- **Objective**: Recast the lines from the one containing "Task: If you could tag each instance of the sign" through the one containing "<point>434,208</point>" as a Markdown table with the columns Row and Line, numbering each line and leaving out blank lines.

- **Recorded information**:
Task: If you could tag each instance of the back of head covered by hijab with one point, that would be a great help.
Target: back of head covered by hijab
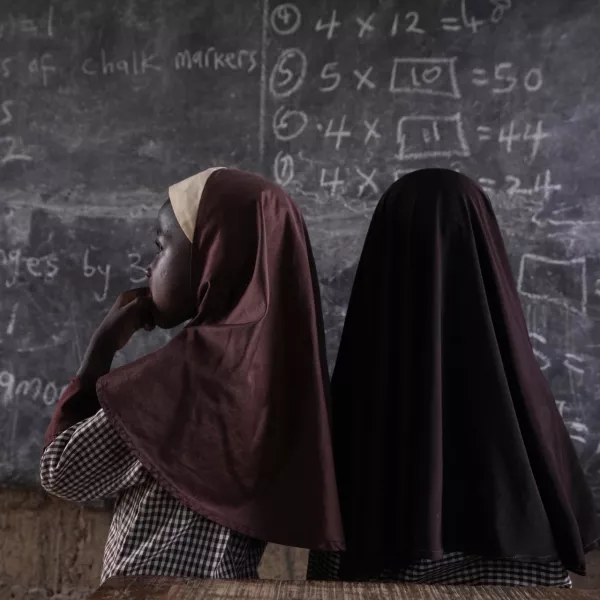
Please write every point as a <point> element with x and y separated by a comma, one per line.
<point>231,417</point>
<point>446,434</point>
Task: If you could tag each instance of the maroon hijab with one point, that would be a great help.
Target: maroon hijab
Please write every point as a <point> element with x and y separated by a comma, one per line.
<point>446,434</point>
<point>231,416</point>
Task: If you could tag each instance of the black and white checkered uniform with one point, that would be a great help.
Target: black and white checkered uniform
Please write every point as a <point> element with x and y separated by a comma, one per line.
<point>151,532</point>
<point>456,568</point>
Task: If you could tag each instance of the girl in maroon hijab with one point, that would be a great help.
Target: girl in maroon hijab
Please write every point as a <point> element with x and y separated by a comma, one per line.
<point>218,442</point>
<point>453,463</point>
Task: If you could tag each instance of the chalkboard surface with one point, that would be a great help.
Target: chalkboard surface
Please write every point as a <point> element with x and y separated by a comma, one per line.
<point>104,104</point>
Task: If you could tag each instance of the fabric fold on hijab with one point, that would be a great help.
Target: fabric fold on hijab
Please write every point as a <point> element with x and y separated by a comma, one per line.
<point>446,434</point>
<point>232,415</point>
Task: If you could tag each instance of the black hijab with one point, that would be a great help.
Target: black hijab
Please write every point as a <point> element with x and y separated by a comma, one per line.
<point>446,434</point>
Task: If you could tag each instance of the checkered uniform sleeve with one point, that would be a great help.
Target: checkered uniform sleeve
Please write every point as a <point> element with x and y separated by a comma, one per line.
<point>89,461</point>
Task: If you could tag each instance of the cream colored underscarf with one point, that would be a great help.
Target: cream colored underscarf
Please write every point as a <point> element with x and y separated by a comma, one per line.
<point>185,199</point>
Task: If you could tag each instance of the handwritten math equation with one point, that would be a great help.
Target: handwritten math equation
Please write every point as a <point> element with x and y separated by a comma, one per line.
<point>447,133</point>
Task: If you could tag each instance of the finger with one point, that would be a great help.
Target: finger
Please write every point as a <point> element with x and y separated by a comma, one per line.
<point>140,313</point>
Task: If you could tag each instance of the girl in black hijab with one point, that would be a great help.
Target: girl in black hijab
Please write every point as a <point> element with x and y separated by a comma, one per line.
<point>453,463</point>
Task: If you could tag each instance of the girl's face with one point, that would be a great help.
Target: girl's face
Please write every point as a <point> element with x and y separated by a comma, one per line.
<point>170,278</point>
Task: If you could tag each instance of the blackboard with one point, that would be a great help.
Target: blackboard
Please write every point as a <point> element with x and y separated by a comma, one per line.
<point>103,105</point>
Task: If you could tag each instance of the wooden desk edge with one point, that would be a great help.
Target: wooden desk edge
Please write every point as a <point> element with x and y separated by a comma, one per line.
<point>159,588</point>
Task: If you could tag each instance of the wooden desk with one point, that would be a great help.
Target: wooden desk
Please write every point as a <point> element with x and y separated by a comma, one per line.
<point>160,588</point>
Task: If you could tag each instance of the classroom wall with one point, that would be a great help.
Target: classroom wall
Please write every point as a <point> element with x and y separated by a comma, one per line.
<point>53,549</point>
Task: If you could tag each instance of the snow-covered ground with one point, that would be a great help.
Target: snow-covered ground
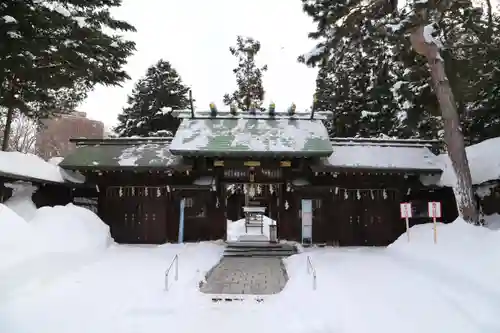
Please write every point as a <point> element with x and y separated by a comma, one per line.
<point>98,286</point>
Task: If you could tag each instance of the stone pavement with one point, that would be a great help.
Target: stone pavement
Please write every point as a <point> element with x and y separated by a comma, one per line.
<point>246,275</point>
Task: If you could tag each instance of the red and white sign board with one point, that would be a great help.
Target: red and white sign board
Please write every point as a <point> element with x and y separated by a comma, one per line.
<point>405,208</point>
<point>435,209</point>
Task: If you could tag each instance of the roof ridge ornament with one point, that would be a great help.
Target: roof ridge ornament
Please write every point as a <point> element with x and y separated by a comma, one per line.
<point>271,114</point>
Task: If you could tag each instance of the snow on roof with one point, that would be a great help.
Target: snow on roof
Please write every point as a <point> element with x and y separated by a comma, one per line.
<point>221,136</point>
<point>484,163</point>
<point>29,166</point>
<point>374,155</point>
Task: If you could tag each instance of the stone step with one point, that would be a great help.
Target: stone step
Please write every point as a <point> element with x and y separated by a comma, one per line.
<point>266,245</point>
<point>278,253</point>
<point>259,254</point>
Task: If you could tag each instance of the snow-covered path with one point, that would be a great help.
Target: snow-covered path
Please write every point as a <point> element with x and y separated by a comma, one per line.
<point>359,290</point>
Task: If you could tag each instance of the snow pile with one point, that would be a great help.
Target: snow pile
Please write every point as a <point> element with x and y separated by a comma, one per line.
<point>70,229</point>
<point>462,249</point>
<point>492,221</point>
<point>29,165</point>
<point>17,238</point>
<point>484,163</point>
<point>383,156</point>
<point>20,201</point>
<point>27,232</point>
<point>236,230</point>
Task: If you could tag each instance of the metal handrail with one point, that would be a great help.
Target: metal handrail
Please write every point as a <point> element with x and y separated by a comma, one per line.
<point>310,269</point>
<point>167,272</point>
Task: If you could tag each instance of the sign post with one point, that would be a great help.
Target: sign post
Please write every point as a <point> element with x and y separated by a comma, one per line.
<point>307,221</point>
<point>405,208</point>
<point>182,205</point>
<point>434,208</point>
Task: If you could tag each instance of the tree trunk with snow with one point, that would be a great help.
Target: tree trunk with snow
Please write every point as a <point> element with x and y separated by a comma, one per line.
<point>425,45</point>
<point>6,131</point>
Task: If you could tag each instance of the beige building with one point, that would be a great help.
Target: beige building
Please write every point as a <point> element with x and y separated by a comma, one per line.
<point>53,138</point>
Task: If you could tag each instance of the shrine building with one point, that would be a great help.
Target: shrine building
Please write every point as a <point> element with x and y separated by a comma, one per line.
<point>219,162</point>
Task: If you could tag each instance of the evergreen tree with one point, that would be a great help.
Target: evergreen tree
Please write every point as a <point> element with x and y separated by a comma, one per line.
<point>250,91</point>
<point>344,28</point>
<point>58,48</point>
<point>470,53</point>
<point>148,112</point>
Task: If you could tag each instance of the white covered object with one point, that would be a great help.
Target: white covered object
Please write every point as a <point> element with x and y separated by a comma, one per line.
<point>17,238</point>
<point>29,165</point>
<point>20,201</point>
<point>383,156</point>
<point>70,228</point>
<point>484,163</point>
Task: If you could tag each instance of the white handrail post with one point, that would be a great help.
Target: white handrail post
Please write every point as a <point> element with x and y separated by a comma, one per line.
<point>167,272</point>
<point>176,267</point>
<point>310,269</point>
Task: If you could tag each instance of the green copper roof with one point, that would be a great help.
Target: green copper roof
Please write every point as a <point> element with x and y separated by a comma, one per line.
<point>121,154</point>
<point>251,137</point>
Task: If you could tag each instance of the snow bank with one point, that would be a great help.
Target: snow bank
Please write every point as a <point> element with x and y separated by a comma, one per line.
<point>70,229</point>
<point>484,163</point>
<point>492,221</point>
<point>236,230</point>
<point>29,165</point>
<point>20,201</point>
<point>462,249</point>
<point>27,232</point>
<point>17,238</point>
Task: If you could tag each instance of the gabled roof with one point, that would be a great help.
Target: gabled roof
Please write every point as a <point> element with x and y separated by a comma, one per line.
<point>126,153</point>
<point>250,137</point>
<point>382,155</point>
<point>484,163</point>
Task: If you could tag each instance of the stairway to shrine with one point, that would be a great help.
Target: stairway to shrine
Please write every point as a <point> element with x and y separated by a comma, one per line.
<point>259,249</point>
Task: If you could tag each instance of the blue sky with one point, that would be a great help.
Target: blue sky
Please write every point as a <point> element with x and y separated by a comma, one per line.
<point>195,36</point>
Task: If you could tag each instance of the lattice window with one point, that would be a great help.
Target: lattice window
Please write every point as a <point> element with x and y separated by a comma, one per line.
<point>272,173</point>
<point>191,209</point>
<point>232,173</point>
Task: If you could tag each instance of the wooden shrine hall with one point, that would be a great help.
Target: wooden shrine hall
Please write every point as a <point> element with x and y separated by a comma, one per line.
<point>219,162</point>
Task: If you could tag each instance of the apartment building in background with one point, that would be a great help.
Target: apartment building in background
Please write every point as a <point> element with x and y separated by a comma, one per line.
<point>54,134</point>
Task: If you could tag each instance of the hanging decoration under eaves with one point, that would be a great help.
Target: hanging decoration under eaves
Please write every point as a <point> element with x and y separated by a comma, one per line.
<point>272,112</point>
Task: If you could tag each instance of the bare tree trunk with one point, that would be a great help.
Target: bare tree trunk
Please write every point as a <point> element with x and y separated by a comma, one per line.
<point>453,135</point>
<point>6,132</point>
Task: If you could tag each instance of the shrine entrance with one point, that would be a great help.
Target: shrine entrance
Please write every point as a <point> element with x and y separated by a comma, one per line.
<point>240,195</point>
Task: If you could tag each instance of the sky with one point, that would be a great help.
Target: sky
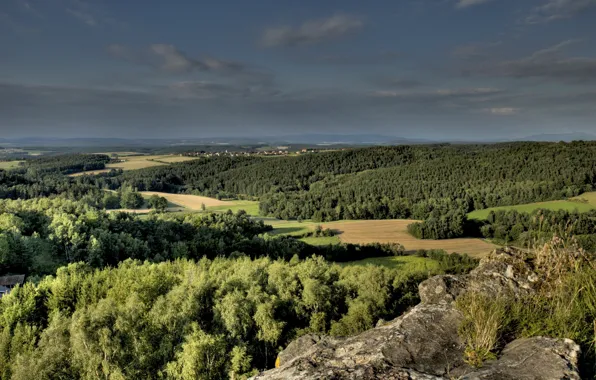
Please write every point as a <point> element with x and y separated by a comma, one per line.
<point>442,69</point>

- **Exercise result**:
| Row | Line |
|---|---|
| 1 | Task: If you could tag each instance of the sign post with one point, that would be a great help. |
| 2 | Target: sign post |
| 3 | Please write every point as a <point> element with x and y separated by a comma, one per line. |
| 4 | <point>307,221</point> |
| 5 | <point>405,208</point> |
| 6 | <point>182,205</point> |
| 7 | <point>434,208</point> |